[Records taken from a collection]
-- Start --
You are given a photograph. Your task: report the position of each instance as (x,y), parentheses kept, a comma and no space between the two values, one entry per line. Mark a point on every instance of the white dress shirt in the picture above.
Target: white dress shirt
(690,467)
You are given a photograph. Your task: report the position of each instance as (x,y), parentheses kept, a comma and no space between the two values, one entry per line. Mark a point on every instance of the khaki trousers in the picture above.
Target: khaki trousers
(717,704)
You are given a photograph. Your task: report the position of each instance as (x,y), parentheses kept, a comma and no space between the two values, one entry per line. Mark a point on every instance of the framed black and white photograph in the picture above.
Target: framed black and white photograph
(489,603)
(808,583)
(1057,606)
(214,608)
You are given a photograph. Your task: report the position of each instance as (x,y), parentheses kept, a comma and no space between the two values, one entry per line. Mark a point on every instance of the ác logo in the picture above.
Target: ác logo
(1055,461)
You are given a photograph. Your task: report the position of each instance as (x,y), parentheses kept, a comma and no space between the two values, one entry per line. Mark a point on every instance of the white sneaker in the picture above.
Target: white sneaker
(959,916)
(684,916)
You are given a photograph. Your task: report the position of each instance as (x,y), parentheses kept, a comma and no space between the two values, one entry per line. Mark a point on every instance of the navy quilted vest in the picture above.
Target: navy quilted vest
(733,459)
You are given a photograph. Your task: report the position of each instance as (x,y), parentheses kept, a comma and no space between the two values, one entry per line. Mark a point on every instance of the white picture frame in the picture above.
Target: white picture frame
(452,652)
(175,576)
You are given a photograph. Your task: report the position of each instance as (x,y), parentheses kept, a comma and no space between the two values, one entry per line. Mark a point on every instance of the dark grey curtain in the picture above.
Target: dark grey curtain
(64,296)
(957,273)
-- End --
■ Stated task:
Copy all of the records above, line by line, with no changes.

■ Solution to the problem:
You are given a photograph. Your task: report the position of each instance as (x,y), parentheses kept, a comma and no space between the two values, one entry per line. Mark a point on every instance of the white dress shirt in the picture above.
Target: white dress shirt
(690,467)
You are given a photograph. Your task: report the position of each instance as (x,y), parentheses kept, a comma and no space between the two values, one entry per line. Mark a point on every instance of the khaki trousers in the picture above.
Target: khaki trousers
(717,704)
You are given a photograph. Your task: report the position of each instance as (x,y), parentheses kept, a comma and no space between the two values, one entry per line. Mark a point on every instance of the framed black and white photograph in the picture above.
Target: framed black and white photograph
(489,603)
(808,583)
(1057,606)
(214,608)
You are given a photograph. Your task: report the position of each instance as (x,y), parentheses kept, a comma and no space between the two values, one entry per line. Mark a point on every instance of the ác logo in the picture above.
Target: ác logo
(1055,461)
You are given a photograph. Your task: report the position of each instance as (x,y), parentheses kept, a comma and no space between the two values, one entry per line. Mark a point on every instance of the white sneaker in the picture above.
Target: white sneaker
(959,916)
(684,916)
You are given a photograph. Your task: report the position of each instance as (x,y), parentheses kept, a comma and no space between the two values, one entry per line. Mark a point on every instance of the navy quilted vest in the picture above.
Target: navy quilted vest
(733,459)
You are given a photograph. Your task: report the position of each instance as (x,y), parentheses kept, a comma and no space between the two values, one entry per line. Mark a point on every instance of the white picture frame in the picture above.
Target: white picture frame
(452,652)
(175,576)
You are given a photograph. Your task: report the position of each instance as (x,y), parentheses kept, a comma and no space between the two values, one entry per line. Mark a point on every instance of the dark grey curtain in the picture above.
Target: dark grey curtain
(64,296)
(957,273)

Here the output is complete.